◆ **DIRECTIONS FOR THIS TASK**
Output all of the data verbatim.

(Stored data entries)
□ □ □ □

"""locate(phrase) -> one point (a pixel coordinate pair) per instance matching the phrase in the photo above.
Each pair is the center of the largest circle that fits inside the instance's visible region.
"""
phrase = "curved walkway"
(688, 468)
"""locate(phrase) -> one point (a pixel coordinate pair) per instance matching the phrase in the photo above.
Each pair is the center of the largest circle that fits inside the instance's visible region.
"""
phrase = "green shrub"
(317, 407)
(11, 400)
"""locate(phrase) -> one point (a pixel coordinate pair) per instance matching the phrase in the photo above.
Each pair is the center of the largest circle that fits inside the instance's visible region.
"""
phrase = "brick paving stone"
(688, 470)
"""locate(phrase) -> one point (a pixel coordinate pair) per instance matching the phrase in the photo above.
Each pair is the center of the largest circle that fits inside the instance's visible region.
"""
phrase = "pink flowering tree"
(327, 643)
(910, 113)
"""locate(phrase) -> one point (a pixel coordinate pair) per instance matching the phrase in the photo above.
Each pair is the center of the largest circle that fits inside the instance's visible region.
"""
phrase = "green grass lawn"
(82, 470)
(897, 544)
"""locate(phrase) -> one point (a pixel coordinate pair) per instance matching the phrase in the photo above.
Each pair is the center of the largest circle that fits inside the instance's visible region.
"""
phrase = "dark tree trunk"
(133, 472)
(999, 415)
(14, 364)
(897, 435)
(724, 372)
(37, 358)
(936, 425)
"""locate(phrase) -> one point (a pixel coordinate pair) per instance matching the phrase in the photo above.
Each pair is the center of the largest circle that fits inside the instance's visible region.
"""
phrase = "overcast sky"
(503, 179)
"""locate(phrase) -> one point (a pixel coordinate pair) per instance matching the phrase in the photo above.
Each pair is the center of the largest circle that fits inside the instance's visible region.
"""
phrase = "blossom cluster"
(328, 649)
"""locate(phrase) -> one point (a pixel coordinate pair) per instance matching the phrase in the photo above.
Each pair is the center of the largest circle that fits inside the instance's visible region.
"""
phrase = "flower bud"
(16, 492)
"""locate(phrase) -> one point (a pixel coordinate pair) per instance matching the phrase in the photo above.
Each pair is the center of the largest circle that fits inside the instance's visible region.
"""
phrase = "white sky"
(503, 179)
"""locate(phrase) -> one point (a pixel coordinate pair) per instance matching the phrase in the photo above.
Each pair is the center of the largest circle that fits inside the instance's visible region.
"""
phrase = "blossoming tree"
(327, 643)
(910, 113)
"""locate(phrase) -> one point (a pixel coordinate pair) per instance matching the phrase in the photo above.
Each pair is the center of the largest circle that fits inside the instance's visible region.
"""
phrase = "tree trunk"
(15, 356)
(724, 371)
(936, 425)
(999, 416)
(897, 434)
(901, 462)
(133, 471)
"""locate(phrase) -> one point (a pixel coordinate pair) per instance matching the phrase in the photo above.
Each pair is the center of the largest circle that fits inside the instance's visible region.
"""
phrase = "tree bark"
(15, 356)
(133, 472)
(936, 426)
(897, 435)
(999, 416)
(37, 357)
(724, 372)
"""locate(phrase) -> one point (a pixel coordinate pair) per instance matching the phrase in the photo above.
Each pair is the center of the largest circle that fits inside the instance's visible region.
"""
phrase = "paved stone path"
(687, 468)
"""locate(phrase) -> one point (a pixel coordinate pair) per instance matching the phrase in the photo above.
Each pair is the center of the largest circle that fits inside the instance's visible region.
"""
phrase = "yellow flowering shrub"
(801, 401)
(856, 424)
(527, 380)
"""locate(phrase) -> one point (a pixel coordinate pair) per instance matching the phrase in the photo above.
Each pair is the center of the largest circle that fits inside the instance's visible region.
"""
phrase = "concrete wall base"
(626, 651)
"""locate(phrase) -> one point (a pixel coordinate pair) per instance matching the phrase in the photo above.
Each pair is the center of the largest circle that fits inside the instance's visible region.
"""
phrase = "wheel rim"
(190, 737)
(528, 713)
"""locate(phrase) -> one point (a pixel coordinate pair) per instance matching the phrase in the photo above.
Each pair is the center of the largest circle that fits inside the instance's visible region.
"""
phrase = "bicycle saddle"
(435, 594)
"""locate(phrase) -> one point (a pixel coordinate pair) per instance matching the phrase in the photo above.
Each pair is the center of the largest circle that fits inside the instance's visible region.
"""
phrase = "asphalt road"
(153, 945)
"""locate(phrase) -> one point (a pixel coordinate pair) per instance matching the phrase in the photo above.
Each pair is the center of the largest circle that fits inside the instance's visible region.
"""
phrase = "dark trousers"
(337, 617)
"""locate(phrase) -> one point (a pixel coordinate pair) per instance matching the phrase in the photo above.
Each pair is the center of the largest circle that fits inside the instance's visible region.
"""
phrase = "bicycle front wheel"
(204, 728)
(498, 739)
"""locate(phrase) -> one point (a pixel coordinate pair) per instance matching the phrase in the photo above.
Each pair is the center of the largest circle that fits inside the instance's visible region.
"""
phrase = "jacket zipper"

□ □ □ □

◆ **COMPLETED EXERCISE**
"""locate(phrase) -> one point (a pixel coordinate pair) per instance matching the phrase in the photo above.
Each pair is the center of the largest circle that fits inside the instance's visible region.
"""
phrase = "curved walkway"
(688, 468)
"""locate(phrase) -> one point (a pixel coordinate pair) per instance matching the phrase in the photo above.
Each pair is the center of the largest circle that fits inside the instance's visible region.
"""
phrase = "green shrub"
(317, 407)
(11, 400)
"""locate(phrase) -> one point (a pixel coordinate pair) per instance matching the phrase in the photo above.
Each pair is the center of the largest circle that fits inside the instance's visible region.
"""
phrase = "brick paving stone"
(688, 470)
"""locate(phrase) -> one point (a pixel coordinate pair) per instance matching the phrase in the photo above.
Each pair is the center of the largest circle that fits inside the instance's visible region.
"""
phrase = "pink flowering tree"
(327, 643)
(910, 113)
"""locate(phrase) -> one point (a pixel coordinate pair) per instance matching the phrase in the photo above.
Each pair is the center of the largest circle that fits inside the instance's visible region.
"""
phrase = "green grass lawn"
(82, 470)
(897, 544)
"""locate(phrase) -> one point (a pixel coordinate pair) per instance matching the phrase in the photo above.
Each pair is the center of the largest circle that fits inside the instance's visible region.
"""
phrase = "dark tree trunk"
(133, 472)
(999, 415)
(14, 364)
(897, 435)
(724, 372)
(37, 358)
(936, 425)
"""locate(phrase) -> one point (a pixel coordinate pair) per instance matching the phrase in the photo above.
Each pair is the center of the largest circle that fits inside the instance's visible region.
"""
phrase = "overcast sky"
(503, 179)
"""locate(phrase) -> one point (a pixel coordinate pair) per instance matching the phrase in the photo above.
Each pair is the center of the largest circle that fits inside the instance's visible region.
"""
phrase = "blossom cluster"
(328, 649)
"""locate(phrase) -> one point (a pixel coordinate pair) per instance matching the phrase in the photo above.
Each pair is the center of the largest circle that fits inside the instance's visible region.
"""
phrase = "flower bud"
(16, 492)
"""locate(phrase) -> one point (a pixel coordinate pair) per instance matching the phrase in the photo above.
Each pair is the center of the largest circle that fits inside the instance's visible region.
"""
phrase = "white sky"
(503, 179)
"""locate(phrase) -> one point (a pixel coordinate pair) per instance matching the phrase in the photo above.
Each pair is the center of the largest circle that fits inside the instance's visible region.
"""
phrase = "blossoming tree"
(327, 643)
(910, 113)
"""locate(phrase) -> one point (a pixel coordinate pair) per instance matching the phrase in the photo above.
Each pair is the center of the largest circle that fits inside the instance's visible region.
"""
phrase = "tree trunk"
(15, 356)
(724, 371)
(936, 425)
(999, 416)
(897, 434)
(901, 462)
(133, 471)
"""locate(phrase) -> one point (a pixel coordinate pair) per instance matching the phrase in the photo above.
Each pair is the center of the largest circle that fits inside the instance's visible region.
"""
phrase = "tree bark"
(15, 356)
(133, 472)
(936, 426)
(897, 435)
(999, 416)
(37, 357)
(724, 372)
"""locate(phrase) -> one point (a pixel coordinate pair) per instance matching the phrase in the photo above.
Each pair is the center of the largest circle that fits inside the instance's visible region.
"""
phrase = "paved stone path"
(687, 468)
"""locate(phrase) -> one point (a pixel coordinate pair) per instance matching the phrase in the photo above.
Each pair is the center of the largest circle that fits inside the instance's visible region.
"""
phrase = "yellow flowering shrub"
(801, 401)
(856, 424)
(527, 380)
"""locate(phrase) -> one point (a pixel coordinate pair) per instance matching the phrase in the photo above.
Each pair is the center of the largest circle that fits inside the instance's visible region.
"""
phrase = "concrete wall base"
(626, 651)
"""locate(phrase) -> one point (a pixel coordinate pair) per instance matching the phrase in the photo above.
Each pair is the center of the largest circle that fits inside the instance's visible region.
"""
phrase = "wheel rim"
(190, 737)
(528, 713)
"""locate(phrase) -> one point (a pixel coordinate pair) per instance matching the phrase in the photo above.
Each pair is the center of the largest circle that fits inside the instance's visible region.
"""
phrase = "bicycle saddle"
(435, 594)
"""locate(phrase) -> one point (a pixel coordinate pair) per instance matching the phrase in the photo above.
Each pair is the center of the largest circle that fits inside the instance's visible region.
"""
phrase = "asphalt road"
(153, 945)
"""locate(phrase) -> one point (a pixel coordinate pair) per instance matching the phrase in the photo above.
Each pair is the center of the largest circle that fits inside the instance's visible region.
"""
phrase = "dark trousers"
(337, 617)
"""locate(phrase) -> one point (a pixel coordinate pair) per instance matching the phrase in the photo above.
Each pair is the center of the largest circle that fits inside the instance's visible region.
"""
phrase = "bicycle front wheel"
(204, 728)
(498, 739)
"""locate(phrase) -> one point (a pixel coordinate pair) per instance matching the phrase in the photo above.
Each pair is the center of the largest circle that fits inside the instance's visible region.
"""
phrase = "jacket zipper"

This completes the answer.